MATERIAL FOR THIS TASK:

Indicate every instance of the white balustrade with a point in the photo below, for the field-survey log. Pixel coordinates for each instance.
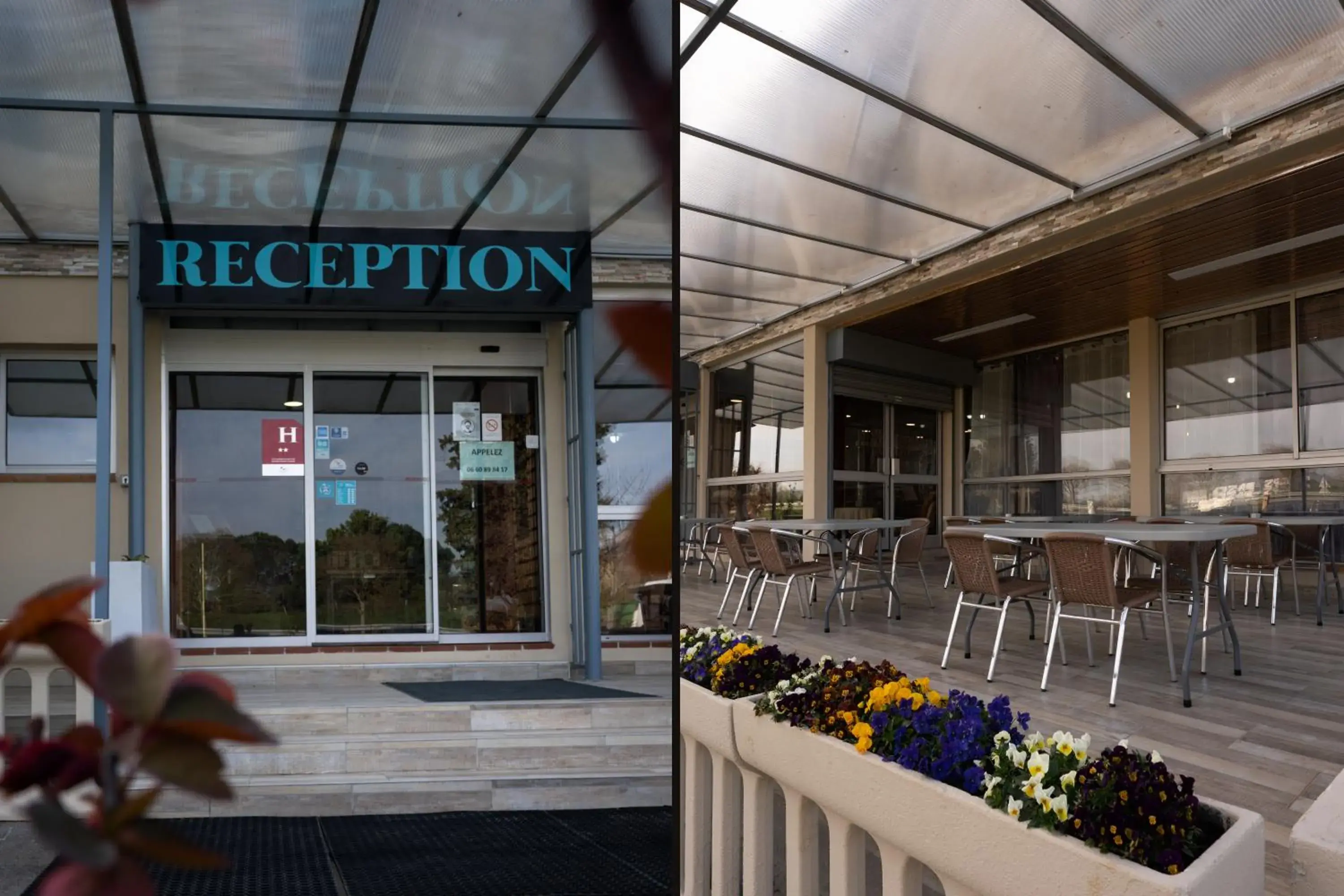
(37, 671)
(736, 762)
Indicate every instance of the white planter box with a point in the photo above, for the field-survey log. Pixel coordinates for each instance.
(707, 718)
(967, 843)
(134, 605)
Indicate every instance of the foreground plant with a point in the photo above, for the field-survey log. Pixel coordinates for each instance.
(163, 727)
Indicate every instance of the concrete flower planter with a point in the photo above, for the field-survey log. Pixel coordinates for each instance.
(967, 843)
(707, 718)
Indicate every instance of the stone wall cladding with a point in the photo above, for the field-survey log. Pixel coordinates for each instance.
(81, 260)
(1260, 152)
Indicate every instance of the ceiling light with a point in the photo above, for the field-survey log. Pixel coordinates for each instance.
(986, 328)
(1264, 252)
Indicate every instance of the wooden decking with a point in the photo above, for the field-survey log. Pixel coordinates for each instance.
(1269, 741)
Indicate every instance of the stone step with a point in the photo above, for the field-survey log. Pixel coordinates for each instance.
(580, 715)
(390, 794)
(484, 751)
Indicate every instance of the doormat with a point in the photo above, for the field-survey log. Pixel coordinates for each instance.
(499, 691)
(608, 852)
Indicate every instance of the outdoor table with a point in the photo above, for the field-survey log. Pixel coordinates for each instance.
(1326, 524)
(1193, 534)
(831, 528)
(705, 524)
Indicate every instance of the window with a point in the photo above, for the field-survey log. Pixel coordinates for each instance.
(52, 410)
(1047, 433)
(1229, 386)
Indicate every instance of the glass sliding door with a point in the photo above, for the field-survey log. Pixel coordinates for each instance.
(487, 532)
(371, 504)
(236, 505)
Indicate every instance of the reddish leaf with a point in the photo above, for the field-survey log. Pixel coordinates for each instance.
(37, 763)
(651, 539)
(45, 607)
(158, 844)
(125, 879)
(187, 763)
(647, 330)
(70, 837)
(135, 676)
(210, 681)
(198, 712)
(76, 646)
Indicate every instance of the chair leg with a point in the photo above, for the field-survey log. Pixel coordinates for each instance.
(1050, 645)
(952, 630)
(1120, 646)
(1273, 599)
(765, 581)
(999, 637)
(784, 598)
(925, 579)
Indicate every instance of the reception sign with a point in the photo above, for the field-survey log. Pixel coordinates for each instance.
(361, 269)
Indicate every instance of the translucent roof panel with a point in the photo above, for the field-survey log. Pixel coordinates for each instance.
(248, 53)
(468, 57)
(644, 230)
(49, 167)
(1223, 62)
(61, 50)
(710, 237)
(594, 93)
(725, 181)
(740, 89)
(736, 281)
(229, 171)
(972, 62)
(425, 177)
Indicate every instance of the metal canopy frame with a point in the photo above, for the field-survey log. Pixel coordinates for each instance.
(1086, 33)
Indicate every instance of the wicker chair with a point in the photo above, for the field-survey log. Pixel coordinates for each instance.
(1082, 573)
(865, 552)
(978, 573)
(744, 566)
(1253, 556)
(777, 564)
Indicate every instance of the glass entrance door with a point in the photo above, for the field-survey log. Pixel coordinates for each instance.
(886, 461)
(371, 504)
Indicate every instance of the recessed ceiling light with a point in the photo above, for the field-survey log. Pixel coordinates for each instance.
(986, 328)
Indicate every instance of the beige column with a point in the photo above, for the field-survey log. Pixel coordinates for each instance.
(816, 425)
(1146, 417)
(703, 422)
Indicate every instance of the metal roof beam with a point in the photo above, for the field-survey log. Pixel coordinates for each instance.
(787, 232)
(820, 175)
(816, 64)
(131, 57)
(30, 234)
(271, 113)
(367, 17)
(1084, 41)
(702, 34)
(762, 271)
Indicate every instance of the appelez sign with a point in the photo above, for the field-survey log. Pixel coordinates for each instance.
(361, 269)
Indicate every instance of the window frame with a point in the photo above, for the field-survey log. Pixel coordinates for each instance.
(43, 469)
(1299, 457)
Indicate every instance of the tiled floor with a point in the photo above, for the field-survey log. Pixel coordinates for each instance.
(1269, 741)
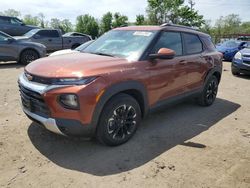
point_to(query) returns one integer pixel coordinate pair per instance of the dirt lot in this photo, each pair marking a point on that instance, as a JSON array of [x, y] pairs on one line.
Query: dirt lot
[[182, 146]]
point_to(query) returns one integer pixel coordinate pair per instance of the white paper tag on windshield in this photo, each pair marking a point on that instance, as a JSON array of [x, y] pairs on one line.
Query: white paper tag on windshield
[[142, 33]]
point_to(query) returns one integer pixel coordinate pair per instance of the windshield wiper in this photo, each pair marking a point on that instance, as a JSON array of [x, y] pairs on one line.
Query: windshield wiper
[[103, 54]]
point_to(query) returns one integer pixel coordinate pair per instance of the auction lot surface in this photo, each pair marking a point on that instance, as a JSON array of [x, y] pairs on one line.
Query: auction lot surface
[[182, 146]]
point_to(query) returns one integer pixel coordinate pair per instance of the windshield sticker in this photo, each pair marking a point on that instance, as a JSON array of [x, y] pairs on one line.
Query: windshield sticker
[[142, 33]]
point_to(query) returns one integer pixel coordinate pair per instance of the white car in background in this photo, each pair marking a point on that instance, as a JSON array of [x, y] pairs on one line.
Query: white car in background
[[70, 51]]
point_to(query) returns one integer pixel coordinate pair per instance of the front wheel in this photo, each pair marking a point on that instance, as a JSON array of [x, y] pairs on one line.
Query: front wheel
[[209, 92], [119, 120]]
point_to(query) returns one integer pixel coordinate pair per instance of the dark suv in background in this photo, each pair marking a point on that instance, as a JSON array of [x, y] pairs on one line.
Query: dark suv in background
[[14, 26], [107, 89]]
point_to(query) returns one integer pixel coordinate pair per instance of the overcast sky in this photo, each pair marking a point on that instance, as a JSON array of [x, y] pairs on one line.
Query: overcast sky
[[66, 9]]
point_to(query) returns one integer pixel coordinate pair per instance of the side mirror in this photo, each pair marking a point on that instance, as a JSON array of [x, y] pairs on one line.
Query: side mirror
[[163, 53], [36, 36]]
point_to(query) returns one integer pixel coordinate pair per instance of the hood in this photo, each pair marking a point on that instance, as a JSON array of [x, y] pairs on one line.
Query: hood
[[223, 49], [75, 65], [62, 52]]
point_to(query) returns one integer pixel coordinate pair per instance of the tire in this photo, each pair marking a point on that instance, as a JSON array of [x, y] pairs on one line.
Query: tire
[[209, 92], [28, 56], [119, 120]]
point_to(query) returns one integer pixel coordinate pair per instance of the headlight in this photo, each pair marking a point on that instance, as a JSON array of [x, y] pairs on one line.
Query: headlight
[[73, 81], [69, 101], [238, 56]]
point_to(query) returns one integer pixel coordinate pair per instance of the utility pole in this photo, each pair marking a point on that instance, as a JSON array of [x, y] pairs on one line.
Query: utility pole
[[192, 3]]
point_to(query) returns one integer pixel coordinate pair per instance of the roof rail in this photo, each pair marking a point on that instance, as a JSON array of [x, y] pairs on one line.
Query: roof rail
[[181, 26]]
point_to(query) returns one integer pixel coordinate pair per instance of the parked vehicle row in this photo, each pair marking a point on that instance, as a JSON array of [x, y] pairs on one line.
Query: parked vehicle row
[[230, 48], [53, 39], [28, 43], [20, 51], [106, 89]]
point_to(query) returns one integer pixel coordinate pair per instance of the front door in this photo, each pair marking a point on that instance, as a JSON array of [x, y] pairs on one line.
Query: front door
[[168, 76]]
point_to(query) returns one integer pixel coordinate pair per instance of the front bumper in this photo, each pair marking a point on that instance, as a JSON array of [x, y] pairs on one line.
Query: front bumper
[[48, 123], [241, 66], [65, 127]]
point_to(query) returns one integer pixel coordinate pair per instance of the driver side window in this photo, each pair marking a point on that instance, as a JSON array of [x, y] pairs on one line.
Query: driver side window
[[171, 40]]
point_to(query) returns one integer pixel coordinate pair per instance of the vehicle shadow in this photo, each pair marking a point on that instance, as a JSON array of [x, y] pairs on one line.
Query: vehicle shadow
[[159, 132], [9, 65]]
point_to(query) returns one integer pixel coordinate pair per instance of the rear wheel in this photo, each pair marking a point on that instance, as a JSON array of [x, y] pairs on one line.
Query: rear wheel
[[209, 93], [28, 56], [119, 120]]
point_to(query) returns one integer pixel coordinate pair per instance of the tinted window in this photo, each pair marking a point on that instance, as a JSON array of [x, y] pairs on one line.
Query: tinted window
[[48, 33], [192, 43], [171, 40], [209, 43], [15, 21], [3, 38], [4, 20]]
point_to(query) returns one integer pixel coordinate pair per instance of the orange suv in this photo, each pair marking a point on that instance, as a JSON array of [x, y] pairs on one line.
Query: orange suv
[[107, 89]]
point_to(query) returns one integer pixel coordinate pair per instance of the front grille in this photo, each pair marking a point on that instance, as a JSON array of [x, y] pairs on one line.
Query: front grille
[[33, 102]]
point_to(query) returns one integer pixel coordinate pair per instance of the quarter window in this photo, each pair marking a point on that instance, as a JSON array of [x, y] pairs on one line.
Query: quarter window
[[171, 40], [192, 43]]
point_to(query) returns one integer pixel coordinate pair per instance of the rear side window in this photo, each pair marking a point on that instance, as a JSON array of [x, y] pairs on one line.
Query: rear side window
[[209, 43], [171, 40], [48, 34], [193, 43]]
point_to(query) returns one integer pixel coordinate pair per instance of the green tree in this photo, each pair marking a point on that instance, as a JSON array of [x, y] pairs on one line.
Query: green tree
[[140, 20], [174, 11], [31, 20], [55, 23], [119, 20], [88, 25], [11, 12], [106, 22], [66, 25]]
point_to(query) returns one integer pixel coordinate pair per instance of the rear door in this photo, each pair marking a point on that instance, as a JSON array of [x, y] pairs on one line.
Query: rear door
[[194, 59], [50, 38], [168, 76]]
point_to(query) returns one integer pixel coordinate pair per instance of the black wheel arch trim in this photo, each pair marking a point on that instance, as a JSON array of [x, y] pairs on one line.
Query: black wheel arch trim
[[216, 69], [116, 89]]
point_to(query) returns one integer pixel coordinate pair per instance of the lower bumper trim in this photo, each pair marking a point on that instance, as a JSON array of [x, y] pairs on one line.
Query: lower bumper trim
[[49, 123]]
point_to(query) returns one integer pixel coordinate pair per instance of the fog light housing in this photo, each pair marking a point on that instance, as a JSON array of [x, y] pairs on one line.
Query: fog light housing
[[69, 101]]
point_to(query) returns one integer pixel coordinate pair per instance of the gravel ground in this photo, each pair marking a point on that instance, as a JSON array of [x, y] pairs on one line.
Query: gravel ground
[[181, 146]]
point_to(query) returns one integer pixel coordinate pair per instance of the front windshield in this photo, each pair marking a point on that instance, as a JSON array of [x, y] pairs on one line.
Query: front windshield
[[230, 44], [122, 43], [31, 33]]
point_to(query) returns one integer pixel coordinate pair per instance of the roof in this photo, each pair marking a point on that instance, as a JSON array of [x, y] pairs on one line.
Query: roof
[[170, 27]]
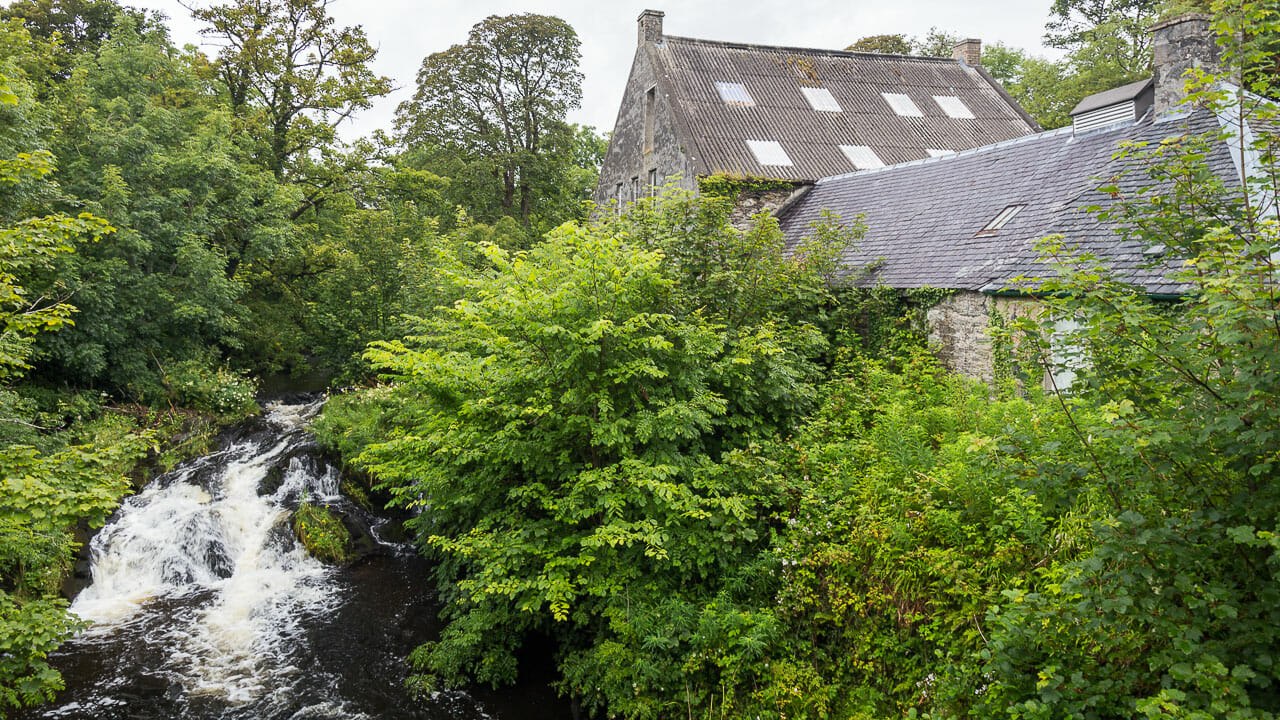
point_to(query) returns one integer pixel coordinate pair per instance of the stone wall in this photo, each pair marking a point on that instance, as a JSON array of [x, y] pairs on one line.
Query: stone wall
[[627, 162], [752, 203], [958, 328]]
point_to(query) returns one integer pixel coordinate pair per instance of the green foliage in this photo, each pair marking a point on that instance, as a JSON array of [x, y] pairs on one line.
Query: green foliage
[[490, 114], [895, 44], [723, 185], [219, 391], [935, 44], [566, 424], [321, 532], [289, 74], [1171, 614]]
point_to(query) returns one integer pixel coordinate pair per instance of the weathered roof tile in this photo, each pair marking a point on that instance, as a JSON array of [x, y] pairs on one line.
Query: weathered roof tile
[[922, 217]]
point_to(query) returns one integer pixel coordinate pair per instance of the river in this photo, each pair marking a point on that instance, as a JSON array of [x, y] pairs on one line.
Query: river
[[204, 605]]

PROBLEM: All lines from the one that contains "of the weathered" through the end of the material are to be quoted exactly, with both ends included.

SOLUTION FOR THIS PROBLEM:
point_to(query) returns one integer pixel coordinate pair per instance of the weathered roof tile in this photo, each pair marking a point on that instance, as a JSON array of [x, y] pairs on one line.
Query: weathered roof tile
[[922, 217]]
point_to(query) returns one integer pixel coordinate pair per instance of the river in this photo, each pair marking a point on that instance, as a JSON array of [x, y] pairs on one line.
Query: river
[[204, 605]]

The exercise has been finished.